___ Records shown
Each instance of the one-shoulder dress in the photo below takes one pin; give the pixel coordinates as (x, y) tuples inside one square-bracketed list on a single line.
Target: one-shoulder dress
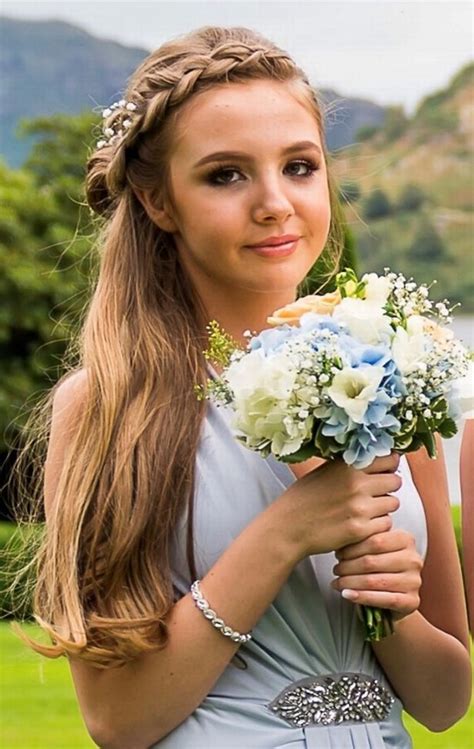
[(307, 652)]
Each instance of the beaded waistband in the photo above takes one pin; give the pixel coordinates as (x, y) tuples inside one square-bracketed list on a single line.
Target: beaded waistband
[(333, 699)]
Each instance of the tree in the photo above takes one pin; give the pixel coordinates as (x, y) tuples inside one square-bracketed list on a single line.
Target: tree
[(427, 245), (350, 192), (45, 241), (411, 198), (376, 205)]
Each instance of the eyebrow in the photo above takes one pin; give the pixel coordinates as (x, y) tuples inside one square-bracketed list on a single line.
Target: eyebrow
[(302, 145)]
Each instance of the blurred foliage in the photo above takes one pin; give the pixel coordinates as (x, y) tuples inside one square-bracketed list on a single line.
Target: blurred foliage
[(46, 233), (411, 198), (350, 191), (376, 204), (47, 267), (427, 245), (395, 124)]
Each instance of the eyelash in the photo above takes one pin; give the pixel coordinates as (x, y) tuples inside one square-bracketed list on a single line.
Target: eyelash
[(213, 177)]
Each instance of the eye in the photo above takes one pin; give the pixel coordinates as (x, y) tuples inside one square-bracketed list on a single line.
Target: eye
[(301, 168), (224, 176)]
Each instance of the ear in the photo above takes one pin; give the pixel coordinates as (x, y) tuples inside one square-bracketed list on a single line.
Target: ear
[(158, 209)]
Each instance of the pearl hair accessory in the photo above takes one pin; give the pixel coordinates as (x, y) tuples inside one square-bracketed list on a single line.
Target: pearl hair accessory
[(113, 133), (219, 624)]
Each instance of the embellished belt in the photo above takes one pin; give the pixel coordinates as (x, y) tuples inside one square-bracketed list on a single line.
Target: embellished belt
[(332, 699)]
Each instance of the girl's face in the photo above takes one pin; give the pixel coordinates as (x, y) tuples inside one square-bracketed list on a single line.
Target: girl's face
[(247, 169)]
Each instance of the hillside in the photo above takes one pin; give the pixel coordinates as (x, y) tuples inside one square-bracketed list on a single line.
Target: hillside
[(52, 66), (85, 72), (429, 157)]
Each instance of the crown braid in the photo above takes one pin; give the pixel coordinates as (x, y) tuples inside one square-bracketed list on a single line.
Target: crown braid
[(167, 79)]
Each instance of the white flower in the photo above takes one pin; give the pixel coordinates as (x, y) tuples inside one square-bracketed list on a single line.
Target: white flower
[(364, 319), (462, 394), (377, 288), (354, 389), (409, 346), (262, 387), (255, 375)]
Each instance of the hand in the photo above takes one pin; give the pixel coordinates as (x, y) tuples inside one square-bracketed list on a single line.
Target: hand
[(336, 505), (384, 571)]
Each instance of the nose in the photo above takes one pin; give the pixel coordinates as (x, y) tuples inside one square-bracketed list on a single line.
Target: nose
[(271, 204)]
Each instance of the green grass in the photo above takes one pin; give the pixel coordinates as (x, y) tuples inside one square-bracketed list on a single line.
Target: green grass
[(39, 708), (37, 699)]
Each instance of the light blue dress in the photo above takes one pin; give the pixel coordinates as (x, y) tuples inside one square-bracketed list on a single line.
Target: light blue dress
[(308, 630)]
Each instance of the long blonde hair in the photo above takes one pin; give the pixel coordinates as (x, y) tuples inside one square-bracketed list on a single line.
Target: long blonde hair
[(103, 587)]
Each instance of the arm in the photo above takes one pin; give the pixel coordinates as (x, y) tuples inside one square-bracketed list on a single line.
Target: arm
[(133, 706), (467, 494), (430, 645)]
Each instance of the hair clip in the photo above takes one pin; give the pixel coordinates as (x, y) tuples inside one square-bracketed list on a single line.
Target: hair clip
[(113, 133)]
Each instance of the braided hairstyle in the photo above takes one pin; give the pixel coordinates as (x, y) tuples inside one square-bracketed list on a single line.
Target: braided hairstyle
[(104, 585)]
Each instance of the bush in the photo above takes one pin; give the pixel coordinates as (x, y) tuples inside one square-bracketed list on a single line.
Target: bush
[(350, 192), (16, 549), (376, 205), (411, 198), (427, 245), (395, 123)]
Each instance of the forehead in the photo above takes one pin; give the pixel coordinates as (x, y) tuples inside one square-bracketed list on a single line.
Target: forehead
[(251, 115)]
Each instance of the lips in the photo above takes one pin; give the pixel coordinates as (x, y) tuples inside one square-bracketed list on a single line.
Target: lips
[(275, 241)]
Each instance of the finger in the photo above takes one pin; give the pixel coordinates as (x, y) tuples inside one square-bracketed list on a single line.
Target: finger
[(371, 563), (383, 483), (401, 603), (388, 463), (383, 505), (377, 543), (382, 582)]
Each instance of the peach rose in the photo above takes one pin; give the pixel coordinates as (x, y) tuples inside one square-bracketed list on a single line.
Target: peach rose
[(437, 332), (291, 313)]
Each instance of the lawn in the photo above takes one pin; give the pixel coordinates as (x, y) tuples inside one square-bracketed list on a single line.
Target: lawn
[(39, 708)]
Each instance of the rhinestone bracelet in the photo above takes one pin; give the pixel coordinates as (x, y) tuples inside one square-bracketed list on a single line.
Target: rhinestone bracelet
[(219, 624)]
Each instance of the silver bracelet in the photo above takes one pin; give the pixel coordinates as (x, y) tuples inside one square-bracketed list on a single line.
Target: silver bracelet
[(219, 624)]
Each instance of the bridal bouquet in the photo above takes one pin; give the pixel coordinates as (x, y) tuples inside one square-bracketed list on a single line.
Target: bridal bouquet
[(355, 374)]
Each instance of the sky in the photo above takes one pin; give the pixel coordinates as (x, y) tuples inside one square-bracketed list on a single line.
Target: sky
[(388, 51)]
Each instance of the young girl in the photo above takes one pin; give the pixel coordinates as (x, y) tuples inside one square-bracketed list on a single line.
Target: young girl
[(213, 179)]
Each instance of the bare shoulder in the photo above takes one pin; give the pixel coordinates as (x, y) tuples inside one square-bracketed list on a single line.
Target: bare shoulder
[(442, 594), (70, 393)]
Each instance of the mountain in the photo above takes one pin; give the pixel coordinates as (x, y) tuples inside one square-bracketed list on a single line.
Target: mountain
[(51, 66), (414, 186)]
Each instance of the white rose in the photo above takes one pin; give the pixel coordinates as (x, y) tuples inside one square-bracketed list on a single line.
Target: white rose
[(364, 319), (354, 389), (409, 346), (377, 289), (255, 375), (262, 387)]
______
Copy every item above word for word, leaving out the picture.

Each instance of the one-shoulder dress in the photo below takes one pin; give the pixel coordinates as (x, y) tuples inside one square-bracketed list on a single line.
Target: one-shoulder dress
[(307, 652)]
Each instance of the beaded waistband in the photo above takes one pin; give the pixel coordinates as (x, y) tuples inside one square-bracketed list on a single line.
Target: beaded waistband
[(333, 699)]
Each instance of the tree in the photo above takes one pin; give the pixel coordinates as (x, y) tuples inside one square-bracketed list on a single line.
Target: tree
[(427, 245), (350, 192), (45, 241), (411, 198), (376, 205)]
Each instance of the eyebrow in the photo above takes one pin; give the pixel coordinates as (x, y) tuples inside one square-bracketed list on a single line.
Target: eyebrow
[(302, 145)]
Each instance of the blurred foliage in the photo above takes one pin; give the pixel coordinates as (x, y) tuples inside one square-bracketed list on a single line.
Target: blurred foliage
[(46, 233), (411, 198), (350, 191), (376, 204), (47, 267), (427, 245), (395, 124)]
Each instance of the eyelash in the photo above takes one pin; give the pixel coordinates as (x, y) tuples inside one square-bracketed list on a single line.
Target: eyelash
[(213, 177)]
Each instance of the eye in the photo above takes one pin; give the pixel coordinates as (x, y) tuples inside one square-bracketed list on a single line.
Target: eye
[(301, 168), (224, 176)]
Each instance of the ear in the photo above takes one pin; give the pixel coordinates as (x, y) tuples inside one square-bracketed list on a single line.
Target: ear
[(158, 209)]
Each instance of the pearl hair accessory in the photo above takes one pin; give the pixel coordinates as (x, y) tuples inside one square-bracketed list on a single line.
Target: pearl hair accessory
[(113, 133), (219, 624)]
Each instance of the embellished belt in the photo above takes one pin; give the pixel coordinates as (x, y) tuples inside one square-bracketed list on a single line.
Target: embellished belt
[(332, 699)]
Each instance of the girl's face in the photo above takes one pin; give the pixel coordinates as (x, y) tuples inside one square-bracketed list on a single line.
Target: girl's face
[(247, 169)]
Each instance of the hillside in the photo above takes one pin; give the pixel coordinates as (x, y) tuples inside one square-bracketed list on a single line.
Target: hillside
[(52, 66), (85, 72), (429, 157)]
Each instance of the crown braid in the photo above takes one pin; give the pixel coordinates as (x, y) tuples inside one square-bracketed list on a single line.
Target: crown braid
[(167, 79)]
Each instance of the white flower in the photo above takes one pin; give the pixel coordinates as (x, y) tuples inside one square-bracketed list on a single line.
Target: white flower
[(364, 319), (462, 394), (377, 288), (354, 389), (409, 346), (262, 387), (255, 375)]
Each instance of the hand in the photo above takes one pin; give the pixel coordinates as (x, y) tuples inside one square-bracketed list on a single line.
Target: hand
[(336, 505), (384, 571)]
Each instance of the nose in the photo above takes one pin; give the pixel coordinates as (x, y) tuples inside one square-bracketed list on a single line.
Target: nose
[(271, 204)]
Each instance of the green grass in the photo above takes one pin; give the pixel coordinates as (x, y) tuples inside one square-bracketed list on a single line.
Target: green grass
[(39, 708), (37, 699)]
Each instance of the light blue dress in the photo above takes one pin; give the pixel coordinates as (x, y) tuples inside one square-bracketed list on a single line.
Target: light blue dress
[(308, 630)]
Each instance of the long blonde hair in the photo above takes one pin; give the pixel coordinates as (x, y) tuples inside one square-bracketed list on a single line.
Target: long blonde hair
[(103, 587)]
Each instance of the arm in the photo above takes one pin; give the pixel coordinates as (x, y) tuples inside one square-bracketed list on a single line.
Target: arm
[(133, 706), (467, 494), (430, 645)]
Each instance of the hair clip in the photo above takes one pin; give the pixel coordinates as (x, y) tuples inside one square-bracketed list on a single line.
Target: hair clip
[(113, 133)]
Each instance of the braided hairstyle in the photo above takes one pin; give the pixel coordinates as (x, y) tuples inside one square-bracketed list on a single line.
Target: braided hairstyle
[(104, 585)]
Each instance of the bush in the photo above takes one pin; give the pixel coordinates as (x, y) tuples inside one square-bracketed list on a single line.
Target: bush
[(350, 192), (16, 549), (376, 205), (411, 198), (427, 245), (395, 123)]
Each instance of the forehead in the photo above takes one pin; give the pixel coordinates as (x, y) tuples inside one square-bracketed list on a single line.
Target: forehead
[(251, 115)]
Each instance of the lips in the photo above takes one pin; give the pixel coordinates as (x, y) tuples inside one square-bracketed list on a single line.
Target: lips
[(275, 241)]
Each instance of the finger in the photo above takes one pin; give the pixel coordinates as (x, y) tuples inside one square-bracketed list on a single line.
Target: finger
[(371, 563), (383, 483), (401, 603), (388, 463), (383, 505), (377, 543), (382, 582)]
Each instance of the peach rose in the photo above takes one pin; give the pixel coordinates as (x, y) tuples inside one square-bracketed list on a single line.
Target: peach rose
[(437, 332), (291, 313)]
Each instance of the lawn in the photo above takes one pin; give the pixel coordinates as (x, y) tuples inside one square-bracketed list on a single line.
Target: lawn
[(39, 708)]
Each instance of the rhinestone bracelet in the photo above takes one pin; give the pixel coordinates as (x, y) tuples inside one square-bracketed list on a single line.
Target: rhinestone bracelet
[(219, 624)]
Each instance of the silver bracelet in the photo above takes one pin; give the pixel coordinates as (x, y) tuples inside one square-bracketed list on a single line.
Target: silver bracelet
[(219, 624)]
Each instance of the bridal bouquet in the photo above takes one pin; give the pixel coordinates as (x, y) tuples inside one square-bracketed list on a single line.
Target: bridal bouquet
[(355, 374)]
Each instance of the sky in the photo above takes one pin; give the pixel coordinates as (x, y) tuples inside one square-bracketed list on a single line.
Target: sky
[(388, 51)]
Each instance of the young girl in the photo above takes one pin; give the pixel coordinates as (x, y) tuples inside one square-bracketed list on a single line.
Target: young girl
[(213, 179)]
Each instance of the bare shoulder in the photo above takes one pin; give the pixel coordinates as (x, y) tuples inside one square-bracketed list on a single line.
Target: bare shoulder
[(442, 594), (70, 393)]
Each instance of the mountain in the photo above takes one pin; give the pixel coordinates as (x, y) tuples inside one square-bracketed list on a single line.
Target: mountain
[(51, 66), (414, 186)]
Each instance of the white rose in the photo above takes one pin; give the pixel coordinates as (x, y) tuples inside one square-bracketed list on a single line.
Target: white rose
[(364, 319), (354, 389), (409, 346), (377, 289), (255, 375), (262, 387)]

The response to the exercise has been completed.